## [TRECHO FORNECIDO]
○ ○ ○

Laerte Braga *, ADITAL, 15 dezembro 2010

A maior parte da população do Brasil não tem conhecimento das atrocidades cometidas por militares e todo o aparato de repressão (polícias civis e militares nos respectivos estados) durante o período da ditadura militar.

São poucos os que conhecem ou têm ciência da Operação Condor:  junção dos serviços repressivos dos países do chamado Cone Sul (Uruguai, Argentina, Paraguai e Chile) para a prática de prisões, assassinatos de lideranças de oposição, marcada por forte presença de agentes norte-americanos.

Países como Argentina e Chile, notadamente o primeiro, têm se destacado na apuração dos crimes cometidos por militares e agentes da repressão durante o período ditatorial.

No Brasil, por uma lei canhestra e contrária aos acordos internacionais de direitos humanos, os criminosos permanecem impunes.  A anistia, que aparentemente permitiu a volta de exilados e a libertação dos presos condenados por crime de "subversão", na prática eximiu os militares de qualquer culpa em crimes de tortura, assassinato, estupro, toda a barbárie que caracterizou o regime militar.

○ ○ ○

## [EXTRATO DE DADOS]

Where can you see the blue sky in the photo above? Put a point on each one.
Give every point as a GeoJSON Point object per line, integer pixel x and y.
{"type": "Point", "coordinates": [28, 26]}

○ ○ ○

## [TAREFAS PROPOSTAS]
- 1) Liste os países do chamado Cone Sul mencionados no trecho sobre a ditadura militar.
- 2) Responda com base no trecho sobre a ditadura militar:
(a) Qual país tem se destacado mais na apuração dos crimes cometidos durante o período ditatorial?
(b) De que crime haviam sido condenados os presos libertados com a anistia?
(c) Que presença marcou a Operação Condor?
- 3) Escreva a continuação do trecho sobre a ditadura militar, começando logo após a última frase apresentada.
O material não tem nenhum papel nestas atividades.

## [RESPOSTAS POR TAREFA]
- 1) Uruguai, Argentina, Paraguai e Chile.

- 2)
(a) A Argentina.
(b) De crime de "subversão".
(c) A forte presença de agentes norte-americanos.

- 3)
A Corte Internacional de Direitos Humanos da OEA – Organização dos Estados Americanos – condenou a repressão e os crimes cometidos pelo regime militar brasileiro durante a guerrilha do Araguaia.  A sentença foi trazida a público na terça-feira, 14 de dezembro, e responsabiliza o Estado brasileiro pelo desaparecimento de sessenta e duas pessoas entre os anos de 1972 e 1974.

É a primeira vez que o Brasil é condenado por crimes contra os direitos humanos praticados à época da ditadura militar (1964/1985).  A decisão da Corte terá que ser respaldada pelo STF (Supremo Tribunal Federal).  Este ano, o assunto chegou a ser discutido entre os ministros daquele tribunal sem que se tenha chegado a um acordo sobre a obrigação de acatar uma sentença de corte internacional, mesmo sendo o Brasil integrante da OEA e signatário de tratados de direitos humanos.

A sentença condenando o Estado brasileiro foi divulgada pelo juiz Roberto de Figueiredo Caldas.  No teor da decisão, está dito que a Lei de Anistia, assinada em 1979, é um obstáculo à punição de torturadores e funciona como álibi para esses criminosos, já que a Constituição brasileira não deixa portas abertas para esse tipo de punição.

Todo esse cerco jurídico para garantir torturadores resultou e resulta de pressões de militares ainda fortes, acentuadas nos dias atuais.

A decisão da Corte Interamericana de Direitos Humanos afirma que o Brasil, na condição de signatário do Pacto de San José da Costa Rica, deveria respeitar as normas da própria Corte e adequar a carta magna do país aos princípios estabelecidos naquele acordo.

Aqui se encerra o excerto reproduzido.